### Document
════════════════

Taxpayer represents that, based on the consideration paid by New Corp for Taxpayer's assets and allocating the consideration paid pursuant to § 1060, New Corp will acquire significant goodwill in the transaction. The goodwill acquired is part of the purchase of assets constituting a trade or business. B is a 50% shareholder of Taxpayer and will be a 90% shareholder of New Corp. As a result, Taxpayer and New Corp are related parties for purposes of section 197(f)(9). However, Taxpayer represents that Taxpayer began operations during 1994. Furthermore, Taxpayer represents that none of the assets used in the formation of Taxpayer constituted a previous trade or business. Thus, Taxpayer's goodwill asset did not exist during the section 197(f)(9) transition period, and the anti-churning rules of section 197(f)(9) do not apply.

Finally, by letter dated * * *, Taxpayer represents that, for purposes of §§ 1239 and 453(g), the ruling request at issue does not involve a sale between related persons.

 

RULING

 

 

Based solely on the Taxpayer's representations and the above stated analysis, New Corp is entitled to amortize the cost of the goodwill that New Corp acquires as a result of its purchase of Taxpayer's business using the straight-line method and a 15year recovery period, pursuant to § 197. We express no opinion on whether the installment notes are characterized as debt.

════════════════

### Data shown
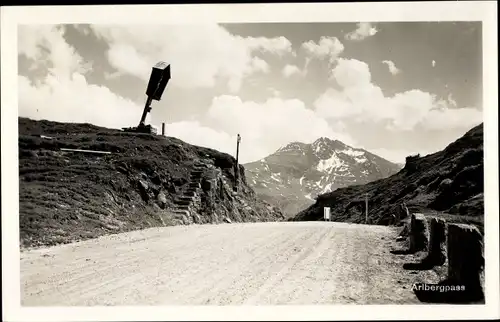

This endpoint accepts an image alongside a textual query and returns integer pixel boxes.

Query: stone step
[175,199,192,206]
[171,208,190,216]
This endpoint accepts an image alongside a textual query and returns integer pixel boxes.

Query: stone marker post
[447,224,484,298]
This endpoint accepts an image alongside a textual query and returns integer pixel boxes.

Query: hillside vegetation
[19,118,283,247]
[291,124,484,230]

════════════════

### Challenge 1
Transcribe the tax ruling from "Taxpayer represents that, based" to "do not apply.".
### Challenge 2
In one to three sentences, explain why the tax ruling says the anti-churning rules of section 197(f)(9) do not apply even though Taxpayer and New Corp are related parties.

### Task result 1
Taxpayer represents that, based on the consideration paid by New Corp for Taxpayer's assets and allocating the consideration paid pursuant to § 1060, New Corp will acquire significant goodwill in the transaction. The goodwill acquired is part of the purchase of assets constituting a trade or business. B is a 50% shareholder of Taxpayer and will be a 90% shareholder of New Corp. As a result, Taxpayer and New Corp are related parties for purposes of section 197(f)(9). However, Taxpayer represents that Taxpayer began operations during 1994. Furthermore, Taxpayer represents that none of the assets used in the formation of Taxpayer constituted a previous trade or business. Thus, Taxpayer's goodwill asset did not exist during the section 197(f)(9) transition period, and the anti-churning rules of section 197(f)(9) do not apply.

### Task result 2
Taxpayer began operations during 1994, and none of the assets used to form it constituted a previous trade or business. Its goodwill therefore did not exist during the section 197(f)(9) transition period, so the anti-churning rules do not apply.